**WHAT IS NEEDED:**
Return each line below that contains the word "like".

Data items
....................
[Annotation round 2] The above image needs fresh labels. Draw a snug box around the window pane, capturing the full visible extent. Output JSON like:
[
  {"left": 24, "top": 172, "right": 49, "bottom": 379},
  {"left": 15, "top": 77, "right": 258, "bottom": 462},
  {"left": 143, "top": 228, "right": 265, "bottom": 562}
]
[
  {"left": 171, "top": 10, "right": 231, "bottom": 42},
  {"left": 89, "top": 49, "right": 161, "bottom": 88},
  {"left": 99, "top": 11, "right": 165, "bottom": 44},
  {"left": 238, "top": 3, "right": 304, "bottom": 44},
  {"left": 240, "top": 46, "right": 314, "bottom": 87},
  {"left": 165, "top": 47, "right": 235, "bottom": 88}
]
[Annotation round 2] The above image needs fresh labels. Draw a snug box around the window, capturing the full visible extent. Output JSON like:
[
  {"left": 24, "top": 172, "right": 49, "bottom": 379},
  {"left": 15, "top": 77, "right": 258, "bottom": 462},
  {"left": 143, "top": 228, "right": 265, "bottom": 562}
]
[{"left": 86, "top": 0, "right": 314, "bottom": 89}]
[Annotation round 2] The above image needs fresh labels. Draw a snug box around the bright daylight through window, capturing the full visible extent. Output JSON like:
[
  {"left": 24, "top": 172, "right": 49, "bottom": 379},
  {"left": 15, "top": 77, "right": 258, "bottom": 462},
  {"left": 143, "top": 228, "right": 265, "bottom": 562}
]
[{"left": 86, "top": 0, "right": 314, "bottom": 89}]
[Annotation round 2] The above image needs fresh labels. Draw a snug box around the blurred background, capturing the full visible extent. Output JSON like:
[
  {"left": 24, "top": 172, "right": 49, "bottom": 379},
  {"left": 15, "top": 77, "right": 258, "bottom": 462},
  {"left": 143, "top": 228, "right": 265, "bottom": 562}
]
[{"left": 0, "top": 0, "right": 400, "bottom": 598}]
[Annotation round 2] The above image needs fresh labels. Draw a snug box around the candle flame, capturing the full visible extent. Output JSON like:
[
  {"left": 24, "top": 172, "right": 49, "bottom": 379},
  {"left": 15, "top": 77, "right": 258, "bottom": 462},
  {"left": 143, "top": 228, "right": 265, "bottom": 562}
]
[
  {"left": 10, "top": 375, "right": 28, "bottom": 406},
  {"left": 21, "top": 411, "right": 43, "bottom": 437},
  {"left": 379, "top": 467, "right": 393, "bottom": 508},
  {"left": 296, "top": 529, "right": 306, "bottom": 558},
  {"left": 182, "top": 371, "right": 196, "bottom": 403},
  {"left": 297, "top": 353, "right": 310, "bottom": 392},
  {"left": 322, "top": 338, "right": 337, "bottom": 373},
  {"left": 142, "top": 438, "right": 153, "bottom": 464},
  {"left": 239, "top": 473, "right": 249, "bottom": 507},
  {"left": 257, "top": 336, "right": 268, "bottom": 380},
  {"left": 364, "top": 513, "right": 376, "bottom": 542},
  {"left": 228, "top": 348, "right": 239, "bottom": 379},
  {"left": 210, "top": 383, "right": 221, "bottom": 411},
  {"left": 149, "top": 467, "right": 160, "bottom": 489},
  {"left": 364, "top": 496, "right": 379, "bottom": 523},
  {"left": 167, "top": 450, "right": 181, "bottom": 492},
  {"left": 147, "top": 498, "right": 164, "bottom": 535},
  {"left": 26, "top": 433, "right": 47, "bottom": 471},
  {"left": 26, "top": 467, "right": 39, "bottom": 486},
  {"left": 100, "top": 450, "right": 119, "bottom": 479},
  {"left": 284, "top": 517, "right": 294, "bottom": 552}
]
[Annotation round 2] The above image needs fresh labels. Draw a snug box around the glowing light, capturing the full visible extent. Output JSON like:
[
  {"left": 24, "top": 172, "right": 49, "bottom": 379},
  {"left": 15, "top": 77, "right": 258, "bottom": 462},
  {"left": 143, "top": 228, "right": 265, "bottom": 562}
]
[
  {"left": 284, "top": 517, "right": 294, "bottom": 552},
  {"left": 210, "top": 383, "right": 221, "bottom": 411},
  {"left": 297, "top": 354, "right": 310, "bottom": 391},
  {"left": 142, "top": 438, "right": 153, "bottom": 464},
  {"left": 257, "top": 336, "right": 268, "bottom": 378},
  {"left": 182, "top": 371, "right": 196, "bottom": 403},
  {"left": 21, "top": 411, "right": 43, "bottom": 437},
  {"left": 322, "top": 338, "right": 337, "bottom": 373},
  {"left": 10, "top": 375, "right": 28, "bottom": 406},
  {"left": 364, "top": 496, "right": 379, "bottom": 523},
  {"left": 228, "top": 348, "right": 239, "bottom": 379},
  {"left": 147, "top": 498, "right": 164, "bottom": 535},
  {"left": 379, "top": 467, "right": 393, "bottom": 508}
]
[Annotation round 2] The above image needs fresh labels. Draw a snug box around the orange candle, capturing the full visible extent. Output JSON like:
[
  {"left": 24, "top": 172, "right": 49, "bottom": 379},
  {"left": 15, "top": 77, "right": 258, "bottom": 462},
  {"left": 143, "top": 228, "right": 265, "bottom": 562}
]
....................
**OUTPUT FOR THIS TASK:**
[Annotation round 2] The above image needs fresh labels. Draw a snug box around the window pane, capturing the full visible extent. Output JSON like:
[Annotation round 2] The above image needs fresh labels. Draw a snug box around the window, capturing the full visible extent. Output JSON like:
[Annotation round 2] The above image needs fresh labels. Draw a snug box around the bright daylight through window, capturing the full visible extent. Output JSON like:
[Annotation round 2] The above image needs fresh labels. Draw a snug box around the blurred background, capturing the full visible extent. Output JSON like:
[Annotation round 2] The above image needs fresh labels. Draw a snug box around the candle flame, capturing the full visible extent. Output JSON like:
[Annotation round 2] The above image needs fresh labels. Draw a snug box around the glowing light, capturing the full visible extent. Output JSON like:
[Annotation round 2] The above image needs fresh labels. Draw a snug box around the orange candle, capturing the full visible extent. Output JSON like:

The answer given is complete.